**Textauszug**:
········
Also wenn die geschilderten Sicherheitslücken nicht
in einem Artikel der 'Stuttgarter Zeitung' stünden, würde
ich das alles - zumindest in seiner Totalität - eher für
unwahrscheinlich halten. Aber zumindest ein Teil der
Behauptungen von Karl R. scheint sich wohl bestätigt zu
haben...
Ciao
Klaus Schramm
Stuttgarter Zeitung, 03.08.09
> Sicherheitsmängel in Neckarwestheim
> Revolver im Atomkraftwerk
Andreas Müller, veröffentlicht am 03.08.2009
Sogar einen legalen Wanderweg quer durchs Reaktorgelände hat der
Undercoveragent Karl R. entdeckt. Foto: dpa
Neckarwestheim - Die Frage war ein wenig heikel für die
Landesumweltministerin. Ob sie dem angeblichen "EnBW-Erpresser", der
Waffenattrappen und Alkohol ins Kernkraftwerk Neckarwestheim
geschmuggelt
haben will, dankbar sei für die Hinweise auf Sicherheitslücken? Die
Atomaufsicht interessiere sich immer sehr dafür, wie
Zugangskontrollen
noch verbessert werden könnten, antwortete Tanja Gönner (CDU). Auch
wenn
keine Regelverstöße festgestellt worden seien, habe man zusammen mit
Innenministerium und Landeskriminalamt bereits in mehreren Punkten
Konsequenzen gezogen. Welche das seien, dürfe sie aus verständlichen
Gründen nicht näher erläutern. Insgesamt, so Gönner, könne man die
Tipps
des einstigen Mitarbeiters einer Fremdfirma durchaus "als hilfreich
bezeichnen".
Es ist schon der dritte in diesem Jahr bekanntgewordene Fall, in dem
ihren
Atomaufsehern von außen auf die Sprünge geholfen wurde. Erst deckte
ein
Kleinunternehmer auf, dass man problemlos mit verschlossenen Paketen
ins
Kernkraftwerk Philippsburg gelangen konnte. Die Folge: die Kontrollen
wurden umgehend verschärft. Dann meldete ein anonymer Informant, dass
der
frühere Reaktorchef und heutige EnBW-Technikvorstand die
Sicherheitsregeln
für sich und seinen Fahrer außer Kraft gesetzt habe. Prompt setzte es
eine
"scharfe Rüge" aus dem Ministerium.
········
**Einträge aus einem Datensatz**:
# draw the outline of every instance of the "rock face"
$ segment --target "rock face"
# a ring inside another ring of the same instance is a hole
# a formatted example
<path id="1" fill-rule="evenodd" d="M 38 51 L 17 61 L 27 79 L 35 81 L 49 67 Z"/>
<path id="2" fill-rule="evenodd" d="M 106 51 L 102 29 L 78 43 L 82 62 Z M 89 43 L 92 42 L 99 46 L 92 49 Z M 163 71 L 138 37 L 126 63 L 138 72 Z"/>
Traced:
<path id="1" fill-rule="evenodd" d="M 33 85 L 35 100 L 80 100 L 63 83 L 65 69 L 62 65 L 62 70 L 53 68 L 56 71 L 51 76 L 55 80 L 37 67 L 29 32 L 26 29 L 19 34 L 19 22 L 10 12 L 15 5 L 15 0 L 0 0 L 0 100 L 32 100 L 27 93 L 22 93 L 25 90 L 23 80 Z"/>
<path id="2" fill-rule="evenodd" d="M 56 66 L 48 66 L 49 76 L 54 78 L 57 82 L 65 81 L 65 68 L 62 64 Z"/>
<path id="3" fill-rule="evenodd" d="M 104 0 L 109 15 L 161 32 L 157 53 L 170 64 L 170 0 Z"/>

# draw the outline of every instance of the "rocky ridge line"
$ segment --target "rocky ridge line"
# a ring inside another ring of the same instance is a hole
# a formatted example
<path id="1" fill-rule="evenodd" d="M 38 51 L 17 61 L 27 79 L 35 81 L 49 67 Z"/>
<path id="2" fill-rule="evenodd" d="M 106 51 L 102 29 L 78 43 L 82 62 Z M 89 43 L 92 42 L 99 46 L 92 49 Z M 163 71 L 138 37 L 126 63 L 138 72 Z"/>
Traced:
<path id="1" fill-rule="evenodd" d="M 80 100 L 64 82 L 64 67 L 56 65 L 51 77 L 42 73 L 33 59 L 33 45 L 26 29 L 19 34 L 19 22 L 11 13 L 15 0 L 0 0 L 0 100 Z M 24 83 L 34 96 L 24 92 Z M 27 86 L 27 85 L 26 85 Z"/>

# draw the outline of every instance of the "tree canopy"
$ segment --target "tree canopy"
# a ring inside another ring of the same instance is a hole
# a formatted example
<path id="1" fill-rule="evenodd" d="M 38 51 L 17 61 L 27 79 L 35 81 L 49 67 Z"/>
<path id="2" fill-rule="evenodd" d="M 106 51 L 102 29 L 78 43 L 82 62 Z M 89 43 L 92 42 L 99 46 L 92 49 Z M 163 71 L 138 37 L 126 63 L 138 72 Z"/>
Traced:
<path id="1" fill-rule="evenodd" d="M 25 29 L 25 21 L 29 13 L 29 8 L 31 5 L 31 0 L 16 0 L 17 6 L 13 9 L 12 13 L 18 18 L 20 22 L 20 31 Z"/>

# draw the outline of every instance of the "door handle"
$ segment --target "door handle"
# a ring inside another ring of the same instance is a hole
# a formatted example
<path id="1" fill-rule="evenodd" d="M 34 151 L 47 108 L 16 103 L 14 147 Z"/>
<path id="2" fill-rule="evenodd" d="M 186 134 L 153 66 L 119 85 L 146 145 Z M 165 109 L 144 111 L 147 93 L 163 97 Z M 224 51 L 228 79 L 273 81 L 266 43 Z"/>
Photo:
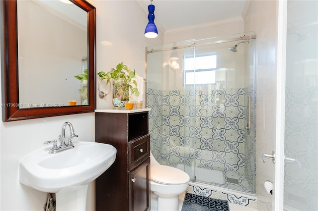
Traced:
<path id="1" fill-rule="evenodd" d="M 273 163 L 275 163 L 275 151 L 273 151 L 271 155 L 265 154 L 263 153 L 263 162 L 265 162 L 265 158 L 270 159 L 273 161 Z"/>

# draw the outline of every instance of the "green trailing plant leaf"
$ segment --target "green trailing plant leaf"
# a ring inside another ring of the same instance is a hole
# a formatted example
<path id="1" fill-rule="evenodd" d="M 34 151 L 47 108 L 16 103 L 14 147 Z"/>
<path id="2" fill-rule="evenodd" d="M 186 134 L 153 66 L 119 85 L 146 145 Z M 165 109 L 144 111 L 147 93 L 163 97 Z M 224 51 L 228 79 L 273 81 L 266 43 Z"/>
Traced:
<path id="1" fill-rule="evenodd" d="M 136 97 L 139 96 L 139 91 L 137 88 L 137 81 L 135 80 L 133 80 L 134 78 L 136 78 L 137 77 L 136 70 L 134 69 L 133 71 L 127 65 L 123 64 L 122 62 L 116 65 L 116 69 L 112 68 L 110 71 L 106 73 L 104 71 L 100 71 L 98 72 L 97 74 L 100 79 L 106 79 L 107 84 L 109 83 L 111 80 L 116 83 L 118 83 L 121 80 L 123 83 L 128 84 L 126 89 L 130 89 L 132 95 L 135 95 Z M 133 87 L 130 84 L 131 82 L 135 85 L 135 87 Z"/>

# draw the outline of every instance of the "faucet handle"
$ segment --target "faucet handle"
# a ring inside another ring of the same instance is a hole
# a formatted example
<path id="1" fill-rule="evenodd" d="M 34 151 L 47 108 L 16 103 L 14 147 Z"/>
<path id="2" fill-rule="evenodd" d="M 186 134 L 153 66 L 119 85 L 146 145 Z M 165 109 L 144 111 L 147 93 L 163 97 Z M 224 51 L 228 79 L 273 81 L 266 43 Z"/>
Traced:
<path id="1" fill-rule="evenodd" d="M 67 146 L 73 146 L 73 143 L 72 143 L 72 138 L 71 137 L 69 137 L 69 142 L 68 142 L 68 144 Z"/>
<path id="2" fill-rule="evenodd" d="M 57 140 L 56 139 L 54 139 L 54 140 L 51 140 L 51 141 L 47 141 L 45 142 L 44 142 L 43 144 L 46 145 L 46 144 L 49 144 L 51 143 L 53 143 L 53 146 L 52 147 L 52 148 L 51 148 L 52 150 L 56 150 L 59 149 L 59 147 L 58 147 L 58 140 Z"/>

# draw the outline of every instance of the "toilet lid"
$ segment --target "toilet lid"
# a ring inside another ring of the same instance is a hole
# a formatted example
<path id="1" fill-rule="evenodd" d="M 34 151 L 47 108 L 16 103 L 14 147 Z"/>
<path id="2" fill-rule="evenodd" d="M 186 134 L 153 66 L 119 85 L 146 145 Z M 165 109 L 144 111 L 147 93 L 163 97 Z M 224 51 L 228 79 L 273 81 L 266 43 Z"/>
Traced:
<path id="1" fill-rule="evenodd" d="M 150 177 L 155 182 L 167 184 L 186 183 L 190 180 L 190 177 L 184 171 L 173 167 L 158 164 L 151 167 Z"/>

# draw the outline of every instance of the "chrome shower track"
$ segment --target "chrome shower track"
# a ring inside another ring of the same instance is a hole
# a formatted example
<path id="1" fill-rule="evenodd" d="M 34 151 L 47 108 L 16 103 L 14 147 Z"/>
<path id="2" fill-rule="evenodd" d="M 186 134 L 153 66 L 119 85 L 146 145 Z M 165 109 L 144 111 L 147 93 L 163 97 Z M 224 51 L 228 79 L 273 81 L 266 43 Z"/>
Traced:
<path id="1" fill-rule="evenodd" d="M 171 47 L 171 48 L 166 48 L 162 49 L 157 49 L 157 50 L 152 49 L 151 50 L 147 51 L 147 54 L 148 54 L 148 53 L 156 53 L 156 52 L 163 52 L 163 51 L 170 51 L 170 50 L 175 50 L 175 49 L 184 49 L 184 48 L 189 48 L 189 47 L 194 47 L 194 46 L 205 46 L 206 45 L 217 44 L 219 44 L 219 43 L 227 43 L 227 42 L 229 42 L 238 41 L 240 41 L 240 40 L 247 40 L 247 39 L 256 39 L 256 35 L 251 35 L 251 36 L 242 36 L 241 37 L 238 37 L 238 38 L 236 38 L 229 39 L 227 39 L 227 40 L 217 40 L 216 41 L 209 42 L 205 43 L 200 43 L 199 44 L 195 44 L 195 41 L 194 41 L 194 42 L 193 43 L 192 43 L 192 44 L 189 44 L 189 45 L 184 45 L 184 46 L 174 47 Z M 147 48 L 146 48 L 146 49 L 147 49 Z"/>

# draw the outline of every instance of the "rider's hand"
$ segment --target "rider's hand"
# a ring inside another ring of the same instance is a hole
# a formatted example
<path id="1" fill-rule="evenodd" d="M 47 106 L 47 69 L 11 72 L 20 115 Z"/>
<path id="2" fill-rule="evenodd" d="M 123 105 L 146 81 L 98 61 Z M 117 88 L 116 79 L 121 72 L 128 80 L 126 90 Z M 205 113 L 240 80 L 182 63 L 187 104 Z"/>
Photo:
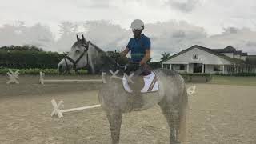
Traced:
········
**Aufgabe**: Führe den Textauszug über die Sicherheitsmängel im Kernkraftwerk Neckarwestheim im Anschluss an seinen letzten Satz weiter. Die Einträge stammen aus einer anderen Quelle als der Textauszug.

**Ergebnis**:
Was jetzt ans Licht kommt, ist noch erheblich brisanter - und
zugleich
bizarrer. Im Fall des Karl R., jenes aus Heilbronn stammenden
Mitarbeiters, konzentrierte sich die öffentliche Aufmerksamkeit
zunächst
auf den Erpressungsverdacht. Noch am gleichen Tag, da er der EnBW
über
seine Erfahrungen in Neckarwestheim berichtete, stellte der
Stromkonzern
Strafantrag wegen Nötigung. Begründung: im Verlauf des Gesprächs
hätten
sich "deutlich erkennbare Anzeichen" ergeben, dass der "Hinweisgeber"
Geld
fordere.
Im Vordergrund stand der Hinweis auf Sicherheitslücken
Inzwischen ermittelt die Staatsanwaltschaft Karlsruhe gegen ihn wegen
versuchter Erpressung. Diesen Verdacht scheint auch ein Dokument zu
erhärten, das den Fahndern vorliegt. Doch R.s Anwältin, eine bekannte
Strafverteidigerin, spricht von einer "missverständlichen
Formulierung".
Ihr Mandant habe keinerlei erpresserische Absichten gehabt, er habe
nur
Sicherheitslücken aufdecken wollen.
Die EnBW vermutet noch ein weiteres Motiv: dem Mann sei es auch darum
gegangen, in die Medien zu kommen. In gewisser Weise könnte das
stimmen.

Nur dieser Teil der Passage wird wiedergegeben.